The donut they put up against the New York Giants would be somewhat concerning for me. Especially considering all the talent Atlanta had across the board on offense.
However, Mularkey will get to build around the league's top rusher down in Jacksonville.
12. Philadelphia Eagles: Juan Castillo
The sports radio telephone lines will be ringing non-stop this week. Andy Reid will be hosting a press conference on Tuesday and most expect him to announce Juan Castillo staying in his current defensive coordinator position.
Many will balk at the arrogance and naivety of Andy Reid's decision. However, Castillo's unit finished the season as the No. 8 overall defense and led the league in sacks.
If the front office provides him with a proper middle linebacker via draft or free agency, the Philadelphia Eagles defense could be what they were supposed to be in 2011.
Philadelphia also hired Miami Dolphins interim head coach and former secondary coach Todd Bowles as their new secondary coach. Maybe he can help Castillo take advantage of his Pro Bowl-studded secondary.
11. Oakland Raiders: Dennis Allen
The Oakland Raiders have hired their seventh head coach in 10 years with Dennis Allen. Oakland made a smart decision to hire someone within their division.
The former Denver Broncos defensive coordinator took advantage of his unit's productive season and seizing the mercenary mentality. Denver's defense didn't finish in the top 10 in any major defensive category, but part of that is due to the amount of time they spent on the field.
Allen will try to buck the recent trend in the Oakland-head-coach carousel. Personally, I'd like to see a guy with more experience, but the market for coaches seems to be a bit dry in that category.
10. Miami Dolphins: Joe Philbin
For all the talk about trying to court a Bill Parcells, Jeff Fisher or Jon Gruden, the Miami Dolphins' selection was wildly underwhelming for fans in South Florida.
However, that being said, I think the Joe Philbin hire could prove to be an astute acquisition. Philbin's success could be debated. Whether or not it was more Mike McCarthy and Aaron Rodgers in Green Bay than Joe Philbin remains to be seen.
Philbin endured a tragic event leading up to the NFL playoffs with the murder of his missing 21-year-old son. A change of scenery for him and his family could be great for his healing process.
His next big task will be selecting the right draft pick in the first round during April's NFL draft. That is, if Jeff Ireland approves it.
9. Cleveland Browns: Brad Childress
Brad Childress has reconvened with his former colleague Tom Heckert in Cleveland. Childress joins Pat Shurmur's staff after being the Minnesota Vikings head coach and former Philadelphia Eagles offensive coordinator.
Childress will have a tough task ahead of him. The Cleveland Browns' NFC North opponents all possessed top-10 defenses in 2011.
He ran a productive offense during his time in Philadelphia, so, we'll say this could be a promising hire for the "Dog Pound."
8. Pittsburgh Steelers: Bruce Arians
The Pittsburgh Steelers offensive coordinator decided to retire after five years in the "Steel City." Bruce Arians will be a tough man to replace.
Arians guided a Pittsburgh offense to two Super Bowls in five years as OC.

Dataset content:

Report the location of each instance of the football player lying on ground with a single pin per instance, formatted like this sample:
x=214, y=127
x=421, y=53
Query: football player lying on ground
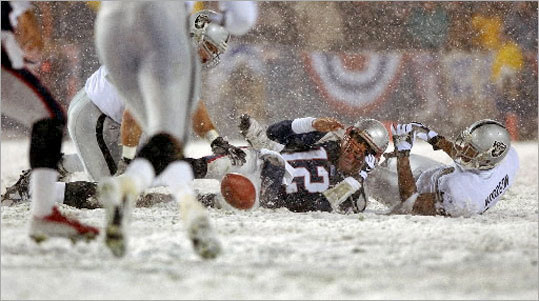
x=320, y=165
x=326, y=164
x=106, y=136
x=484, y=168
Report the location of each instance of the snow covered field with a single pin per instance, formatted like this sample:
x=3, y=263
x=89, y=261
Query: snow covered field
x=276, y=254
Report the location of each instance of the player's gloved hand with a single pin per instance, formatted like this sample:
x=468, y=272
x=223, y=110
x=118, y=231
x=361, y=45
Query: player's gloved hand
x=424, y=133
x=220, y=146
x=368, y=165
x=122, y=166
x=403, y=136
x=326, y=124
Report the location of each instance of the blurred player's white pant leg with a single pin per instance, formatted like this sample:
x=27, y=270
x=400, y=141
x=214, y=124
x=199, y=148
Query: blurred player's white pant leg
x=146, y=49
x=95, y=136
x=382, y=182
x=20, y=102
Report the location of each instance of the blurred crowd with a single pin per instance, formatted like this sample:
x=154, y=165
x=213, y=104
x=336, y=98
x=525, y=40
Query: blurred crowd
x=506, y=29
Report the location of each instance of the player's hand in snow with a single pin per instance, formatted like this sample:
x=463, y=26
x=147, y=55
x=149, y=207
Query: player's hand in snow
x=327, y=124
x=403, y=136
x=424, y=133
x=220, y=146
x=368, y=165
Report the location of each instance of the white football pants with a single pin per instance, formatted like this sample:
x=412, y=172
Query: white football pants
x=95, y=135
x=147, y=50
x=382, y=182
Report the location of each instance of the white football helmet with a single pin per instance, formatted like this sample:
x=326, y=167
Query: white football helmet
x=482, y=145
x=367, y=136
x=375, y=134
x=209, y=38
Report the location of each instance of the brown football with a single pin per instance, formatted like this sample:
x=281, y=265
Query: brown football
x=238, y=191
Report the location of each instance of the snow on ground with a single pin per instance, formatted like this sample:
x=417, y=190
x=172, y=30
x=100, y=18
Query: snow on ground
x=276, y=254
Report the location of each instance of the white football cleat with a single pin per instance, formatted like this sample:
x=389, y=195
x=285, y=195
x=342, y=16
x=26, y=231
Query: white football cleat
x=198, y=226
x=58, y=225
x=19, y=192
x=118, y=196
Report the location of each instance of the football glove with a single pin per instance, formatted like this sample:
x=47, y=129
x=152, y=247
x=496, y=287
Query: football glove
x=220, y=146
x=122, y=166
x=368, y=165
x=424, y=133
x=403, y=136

--

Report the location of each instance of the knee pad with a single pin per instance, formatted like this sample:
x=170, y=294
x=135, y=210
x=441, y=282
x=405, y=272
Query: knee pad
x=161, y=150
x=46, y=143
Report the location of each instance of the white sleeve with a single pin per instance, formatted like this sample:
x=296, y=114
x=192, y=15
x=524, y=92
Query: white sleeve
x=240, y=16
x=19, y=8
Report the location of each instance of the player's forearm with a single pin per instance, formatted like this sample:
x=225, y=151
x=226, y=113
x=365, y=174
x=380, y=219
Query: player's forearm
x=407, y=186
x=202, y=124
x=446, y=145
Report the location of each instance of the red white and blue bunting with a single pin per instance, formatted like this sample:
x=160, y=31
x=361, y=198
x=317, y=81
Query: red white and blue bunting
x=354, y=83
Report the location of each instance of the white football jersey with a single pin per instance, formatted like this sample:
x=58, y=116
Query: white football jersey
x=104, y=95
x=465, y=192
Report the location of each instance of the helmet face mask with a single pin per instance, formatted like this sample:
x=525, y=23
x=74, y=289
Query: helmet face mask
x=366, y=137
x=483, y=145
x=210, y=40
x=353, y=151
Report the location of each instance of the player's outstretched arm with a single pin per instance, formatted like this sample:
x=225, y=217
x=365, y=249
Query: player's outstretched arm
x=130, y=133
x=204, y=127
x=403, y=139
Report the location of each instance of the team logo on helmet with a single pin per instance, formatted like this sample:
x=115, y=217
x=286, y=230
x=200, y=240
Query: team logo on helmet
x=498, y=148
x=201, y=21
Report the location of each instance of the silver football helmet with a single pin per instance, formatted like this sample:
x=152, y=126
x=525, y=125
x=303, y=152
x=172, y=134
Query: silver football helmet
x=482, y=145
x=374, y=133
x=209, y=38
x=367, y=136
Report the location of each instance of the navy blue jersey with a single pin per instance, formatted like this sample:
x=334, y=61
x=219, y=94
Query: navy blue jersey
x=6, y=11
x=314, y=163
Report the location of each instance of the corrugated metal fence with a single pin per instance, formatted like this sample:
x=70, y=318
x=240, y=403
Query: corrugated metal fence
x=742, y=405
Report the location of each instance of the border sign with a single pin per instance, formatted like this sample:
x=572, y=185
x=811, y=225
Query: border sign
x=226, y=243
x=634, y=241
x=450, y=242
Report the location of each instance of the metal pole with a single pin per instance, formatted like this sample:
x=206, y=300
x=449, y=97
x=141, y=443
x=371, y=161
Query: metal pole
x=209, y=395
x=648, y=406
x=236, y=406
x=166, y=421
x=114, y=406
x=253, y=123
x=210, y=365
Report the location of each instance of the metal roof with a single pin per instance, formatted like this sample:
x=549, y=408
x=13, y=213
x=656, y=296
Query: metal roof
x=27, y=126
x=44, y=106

...

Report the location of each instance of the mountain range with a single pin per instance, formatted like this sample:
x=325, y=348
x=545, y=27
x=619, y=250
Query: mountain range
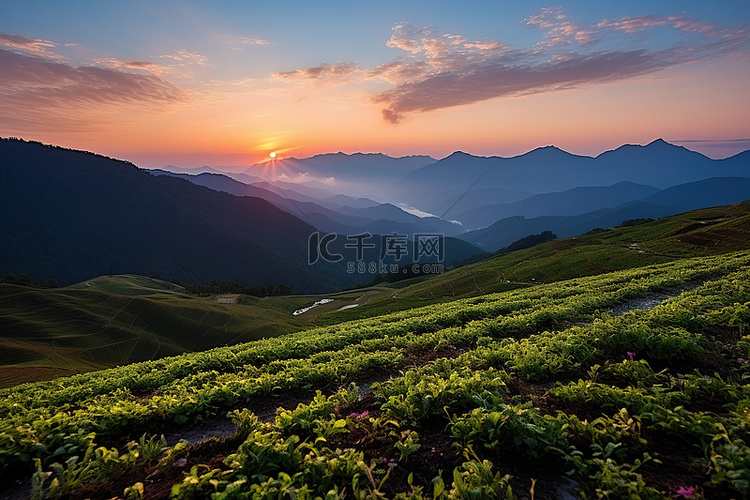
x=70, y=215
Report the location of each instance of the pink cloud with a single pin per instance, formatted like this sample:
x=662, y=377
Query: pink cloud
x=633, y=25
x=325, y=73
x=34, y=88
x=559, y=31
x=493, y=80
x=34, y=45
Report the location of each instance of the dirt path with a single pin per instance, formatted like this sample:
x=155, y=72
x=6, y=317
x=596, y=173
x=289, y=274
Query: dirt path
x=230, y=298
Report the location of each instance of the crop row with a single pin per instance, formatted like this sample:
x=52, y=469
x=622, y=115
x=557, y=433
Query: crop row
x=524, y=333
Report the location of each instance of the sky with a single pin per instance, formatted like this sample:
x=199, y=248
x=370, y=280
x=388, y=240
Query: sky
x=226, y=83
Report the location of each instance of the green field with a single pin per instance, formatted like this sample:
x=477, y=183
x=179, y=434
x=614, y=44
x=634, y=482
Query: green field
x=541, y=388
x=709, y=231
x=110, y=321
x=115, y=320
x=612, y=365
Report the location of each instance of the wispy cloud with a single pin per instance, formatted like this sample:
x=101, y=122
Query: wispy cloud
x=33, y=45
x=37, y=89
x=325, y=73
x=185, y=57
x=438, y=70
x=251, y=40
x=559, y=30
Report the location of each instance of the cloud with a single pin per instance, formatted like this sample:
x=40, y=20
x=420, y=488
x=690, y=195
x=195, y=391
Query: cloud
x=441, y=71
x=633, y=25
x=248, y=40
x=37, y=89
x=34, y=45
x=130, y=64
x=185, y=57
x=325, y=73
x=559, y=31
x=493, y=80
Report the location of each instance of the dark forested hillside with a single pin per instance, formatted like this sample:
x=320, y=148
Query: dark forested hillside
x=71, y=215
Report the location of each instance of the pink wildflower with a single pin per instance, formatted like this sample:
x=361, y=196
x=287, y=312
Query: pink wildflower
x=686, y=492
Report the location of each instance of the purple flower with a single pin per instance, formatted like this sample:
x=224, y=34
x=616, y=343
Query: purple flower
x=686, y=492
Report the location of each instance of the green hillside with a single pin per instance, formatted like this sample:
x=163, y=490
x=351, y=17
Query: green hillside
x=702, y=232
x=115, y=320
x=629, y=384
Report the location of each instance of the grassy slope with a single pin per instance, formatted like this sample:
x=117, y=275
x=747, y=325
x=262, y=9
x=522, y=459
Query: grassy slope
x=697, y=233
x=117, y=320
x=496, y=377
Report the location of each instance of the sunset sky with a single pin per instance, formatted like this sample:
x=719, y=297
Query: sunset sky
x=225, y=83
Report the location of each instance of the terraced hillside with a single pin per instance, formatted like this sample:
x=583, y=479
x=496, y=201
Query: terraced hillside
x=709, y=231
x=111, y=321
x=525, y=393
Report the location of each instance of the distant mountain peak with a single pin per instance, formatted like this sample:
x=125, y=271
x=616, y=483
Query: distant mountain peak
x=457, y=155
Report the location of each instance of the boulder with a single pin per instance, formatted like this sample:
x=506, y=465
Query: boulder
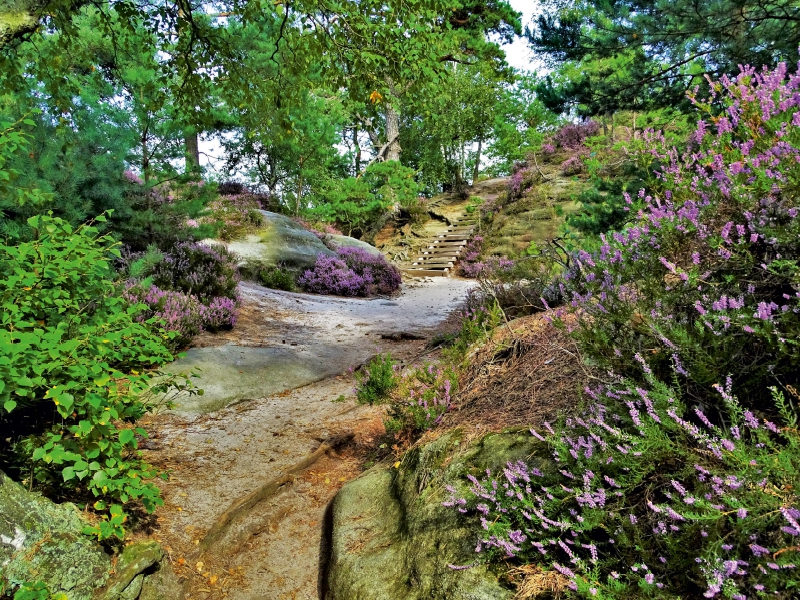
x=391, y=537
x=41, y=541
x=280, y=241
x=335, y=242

Written problem: Write out the passage of the NFL coaching-hires text above word for word, starting with "His next big" and going on through "defenses in 2011.".

Response to the exercise:
His next big task will be selecting the right draft pick in the first round during April's NFL draft. That is, if Jeff Ireland approves it.
9. Cleveland Browns: Brad Childress
Brad Childress has reconvened with his former colleague Tom Heckert in Cleveland. Childress joins Pat Shurmur's staff after being the Minnesota Vikings head coach and former Philadelphia Eagles offensive coordinator.
Childress will have a tough task ahead of him. The Cleveland Browns' NFC North opponents all possessed top-10 defenses in 2011.